Advisor’s must help their clients create a plan that will optimize both income sources in terms of benefits and taxes.
Under the tax code, there are special rules for calculating the taxation of Social Security benefits. No one ever pays taxes on more than 85% of their benefits.
This means 15% is tax-free for everyone. However, these tax rules do not apply to distributions from retirement plans.
The amount of your clients’ Social Security benefits that are subject to income tax depends on the total amount of combined, or provisional, income they have.
The formula for calculating this can be a bit confusing; see the “Add It Up” graphic.
Note that adjusted gross income includes wages, self-employment income, dividends and interest, capital gains, pension payments and rental income, among other items.
If a client is single and has a combined income between $25,000 and $34,000, up to 50% of the Social Security benefits are subject to tax. If the combined income is more than $34,000, up to 85% of Social Security benefits are subject to tax.
If clients are married filing jointly, they may have to pay taxes on 50% of Social Security benefits if their combined income is between $32,000 and $44,000. And if their combined income is more than $44,000, up to 85% of their Social Security benefits are subject to tax.

* * * *

What needs to be done: In two sentences, summarize the text on how Social Security benefits are taxed.

Data segment:
* * * *

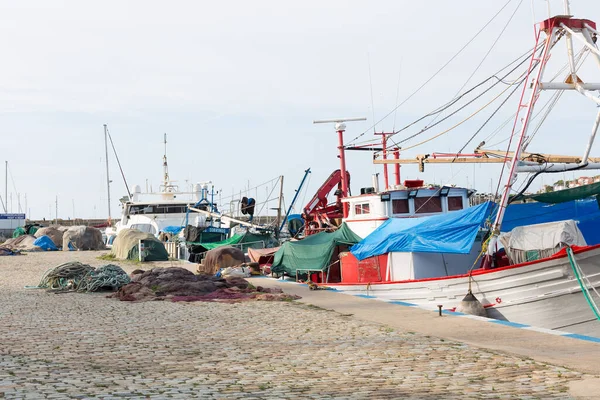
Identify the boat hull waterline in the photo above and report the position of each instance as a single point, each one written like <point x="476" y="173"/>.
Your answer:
<point x="543" y="293"/>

* * * *

Solution: No one pays tax on more than 85% of their Social Security benefits, and how much of the benefits is taxable depends on combined, or provisional, income, though these rules do not apply to retirement plan distributions. A single filer owes tax on up to 50% of benefits with combined income between $25,000 and $34,000 and up to 85% above $34,000, while a married couple filing jointly may owe tax on 50% between $32,000 and $44,000 and up to 85% above $44,000.